**DOCUMENT SEGMENT**.
------------------------------------

---
license: mit
language:
- en
pipeline_tag: text-generation
tags:
- bitnet
- quantization
- early-exit
- layer-skipping
- efficient-transformers
datasets:
- roneneldan/TinyStories
---

# llama3-earlyexit

Llama3-style baseline with full precision weights and activations

## Model Description

This model implements a 24-layer transformer with early exit loss and quadratic layer dropout for efficient inference. It was trained on the TinyStories dataset with layer-wise auxiliary supervision to enable flexible speed-quality tradeoffs during inference.

## Architecture Details

- **Layers**: 24
- **Hidden dimension**: 2048
- **Attention heads**: 32 (64-dimensional each)
- **Key-Value heads**: 8 (Grouped Query Attention with 4:1 ratio)
- **FFN intermediate size**: 4096
- **Position embeddings**: Rotary Position Embeddings (RoPE)
- **Normalization**: RMSNorm
- **Activation**: SwiGLU (for MLP)
- **Parameters**: ~1.06B

### Quantization Scheme

- **Weights**: Full precision (FP32)
- **Activations**: Full precision (FP32)
- **Hadamard**: No

## Training Details

### Dataset
- **Source**: TinyStories (2.1M stories)
- **Tokenizer**: GPT-2 BPE (vocab size: 50,257)

------------------------------------

**INFORMATION SUPPLIED**.
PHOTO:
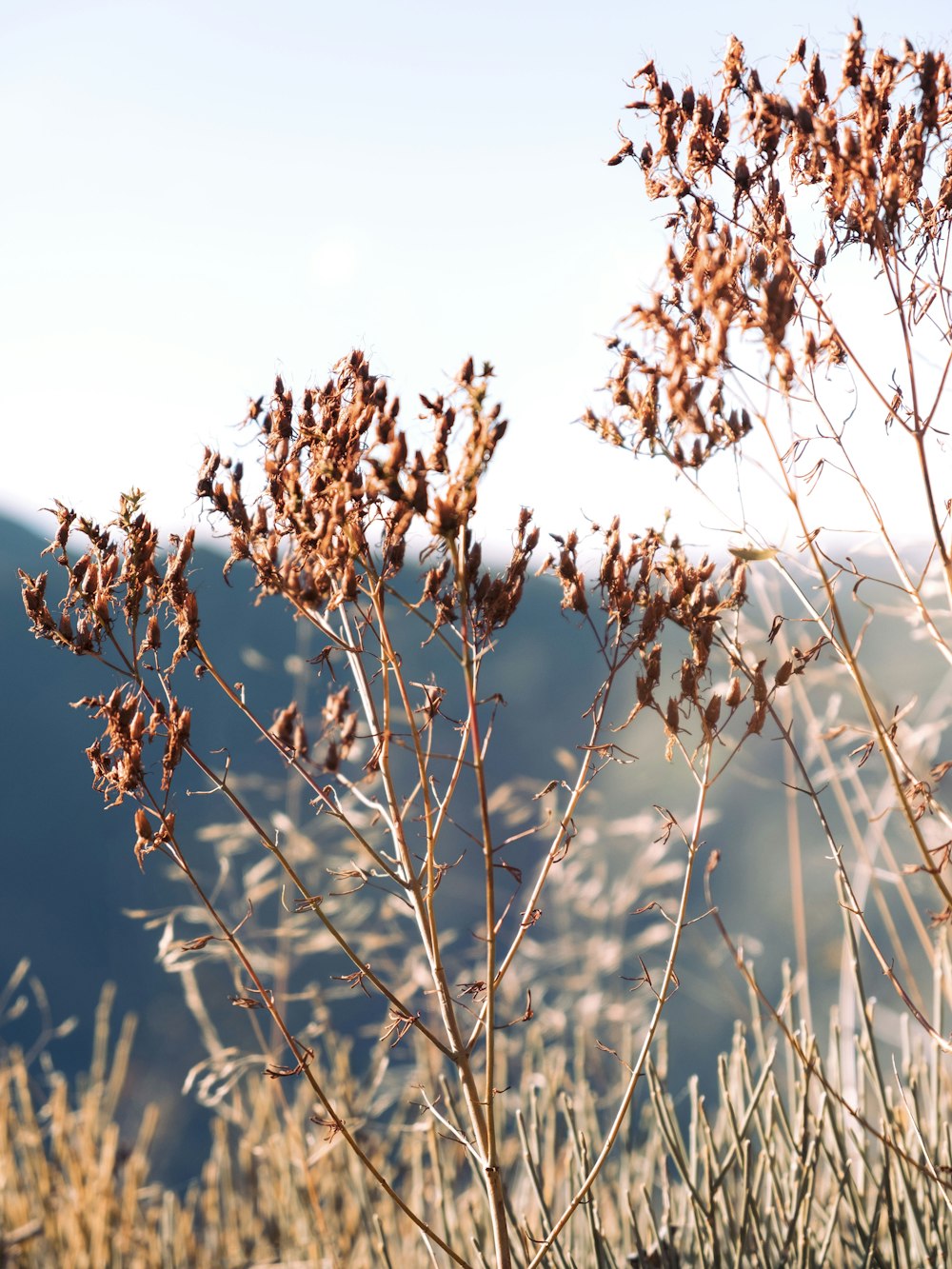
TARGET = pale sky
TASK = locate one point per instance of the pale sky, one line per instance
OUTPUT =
(202, 194)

------------------------------------

**WHAT YOU SHOULD DO**. Extend the llama3-earlyexit model card, starting after its final line. The listing is from a separate source and has no connection to the model card.

**WRITTEN RESPONSE**.
- **Sequence length**: 512 tokens

### Training Techniques

**Quadratic Layer Dropout:**
- Progressive dropout: p_l = 0.5 × (l/L)²
- Normalized so Σp_l = 1.0
- Never drops final layer
- Makes earlier layers more accurate

**Early Exit Loss:**
- All layers share the same LM head
- Loss = main_loss + 0.3 × early_exit_loss
- Layer-proportional weighting: w_i = (i+1)/L
- Enables flexible early exit at inference

### Hyperparameters

- **Optimizer**: AdamW
- **Learning rate**: 6e-4
- **Warmup steps**: 1000
- **Batch size**: 16 (effective: 64)
- **Training steps**: 50000
- **Gradient clipping**: 1.0

## Performance

### Perplexity (TinyStories validation)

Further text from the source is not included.